WHAT IS EXPECTED:
Copy out the entries below word for word, every one of them, but leave the pictures out of your copy.

DATA:
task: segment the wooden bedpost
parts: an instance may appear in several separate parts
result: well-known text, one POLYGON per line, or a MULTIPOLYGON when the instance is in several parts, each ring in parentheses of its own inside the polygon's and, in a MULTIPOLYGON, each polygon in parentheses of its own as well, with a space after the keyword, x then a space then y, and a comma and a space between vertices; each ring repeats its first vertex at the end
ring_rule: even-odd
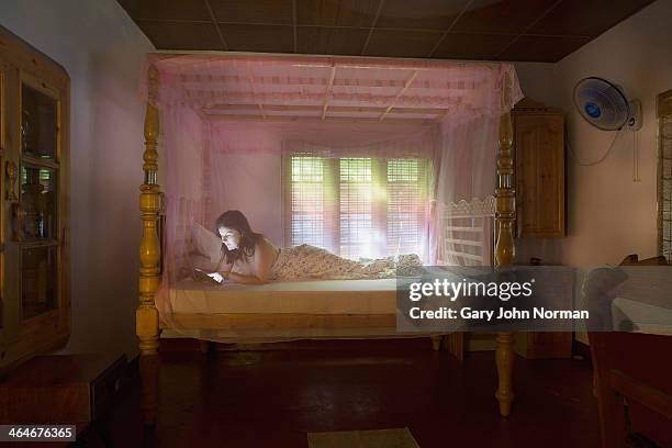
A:
POLYGON ((147 72, 148 101, 145 112, 145 153, 143 155, 145 181, 141 186, 139 209, 143 236, 139 247, 139 304, 135 311, 135 333, 139 339, 139 369, 143 383, 142 408, 145 424, 156 421, 158 395, 158 338, 159 317, 154 295, 160 280, 160 246, 158 222, 161 208, 161 191, 157 182, 157 139, 159 117, 156 109, 158 98, 158 70, 149 67, 147 72))
MULTIPOLYGON (((511 79, 504 79, 504 94, 509 93, 511 79)), ((504 104, 508 104, 504 98, 504 104)), ((500 119, 500 153, 497 155, 497 188, 495 190, 495 226, 497 228, 497 245, 495 247, 495 264, 503 268, 513 265, 515 246, 513 226, 516 219, 516 191, 514 188, 513 128, 511 112, 506 110, 500 119)), ((511 413, 513 392, 513 333, 497 333, 495 349, 499 385, 495 397, 500 402, 500 414, 511 413)))

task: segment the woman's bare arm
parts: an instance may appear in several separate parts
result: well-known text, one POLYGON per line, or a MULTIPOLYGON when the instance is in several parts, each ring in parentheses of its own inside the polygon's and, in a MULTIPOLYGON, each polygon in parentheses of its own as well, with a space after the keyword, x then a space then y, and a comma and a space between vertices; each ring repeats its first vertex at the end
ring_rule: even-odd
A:
POLYGON ((271 273, 271 267, 276 257, 276 250, 266 240, 260 240, 255 247, 254 258, 254 276, 245 276, 237 272, 229 272, 228 276, 224 276, 225 279, 235 281, 236 283, 243 284, 265 284, 268 283, 271 273))

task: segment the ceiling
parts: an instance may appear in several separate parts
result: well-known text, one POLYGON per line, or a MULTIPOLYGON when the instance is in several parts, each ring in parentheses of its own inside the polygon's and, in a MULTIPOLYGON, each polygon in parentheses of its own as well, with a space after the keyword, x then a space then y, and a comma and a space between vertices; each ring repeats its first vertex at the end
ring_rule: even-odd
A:
POLYGON ((157 49, 555 63, 653 0, 119 0, 157 49))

RESPONSE TO THE TASK:
task: segment the wooden bedpost
parts: an instance may appear in several separate parts
result: well-known text, one POLYGON per line, or a MULTIPOLYGON when the instance is in several parts, each ring in parentheses of its own inside the polygon's and, in a MULTIPOLYGON, each polygon in parentheses of its own as well, with a space after the keyword, x then a space then y, and a comma and a space between vertices; each ring repeats its first vertex at the end
ring_rule: even-odd
A:
POLYGON ((147 72, 148 101, 145 112, 145 153, 143 155, 145 181, 141 186, 139 209, 143 236, 139 247, 139 304, 135 311, 135 333, 139 339, 139 369, 143 383, 142 408, 145 424, 156 421, 158 395, 158 338, 159 317, 154 295, 160 280, 160 246, 158 222, 161 208, 161 191, 157 182, 157 139, 159 117, 156 109, 158 98, 158 70, 149 67, 147 72))
MULTIPOLYGON (((511 79, 504 79, 504 94, 509 93, 511 79)), ((504 104, 508 104, 504 98, 504 104)), ((500 119, 500 153, 497 155, 497 188, 495 190, 495 226, 497 228, 497 245, 495 247, 495 264, 503 268, 513 265, 515 246, 513 226, 516 219, 516 191, 514 188, 513 128, 511 112, 506 110, 500 119)), ((511 413, 513 392, 513 333, 497 333, 495 349, 499 385, 495 397, 500 402, 500 414, 511 413)))

task: segment the woman's bare arm
parts: an instance may appear in several separate parts
result: well-known text, one POLYGON per line, or a MULTIPOLYGON when the instance is in several parts, each ring in parentheses of its own inside the polygon's and, in a MULTIPOLYGON, each polygon in parentheses of its own as well, with a space after the keyword, x then a space then y, and a comma and a space between vertices; each ring repeats its first vertex at the end
ring_rule: even-odd
A:
POLYGON ((271 273, 271 267, 276 257, 276 250, 266 240, 260 240, 255 247, 254 258, 254 276, 245 276, 237 272, 229 272, 228 276, 224 276, 225 279, 235 281, 236 283, 243 284, 265 284, 268 283, 271 273))

task: segment the ceiling
parts: an instance may appear in several separate parts
result: well-known text, one POLYGON per line, or a MULTIPOLYGON when the instance is in several parts, each ring in parentheses of its own inside the polygon's and, in a MULTIPOLYGON, each polygon in parentheses of its own as well, with a space after the keyword, x then a space then y, and a comma and a space between vertices; each ring repeats its first vertex at the end
ring_rule: even-odd
A:
POLYGON ((157 49, 555 63, 653 0, 119 0, 157 49))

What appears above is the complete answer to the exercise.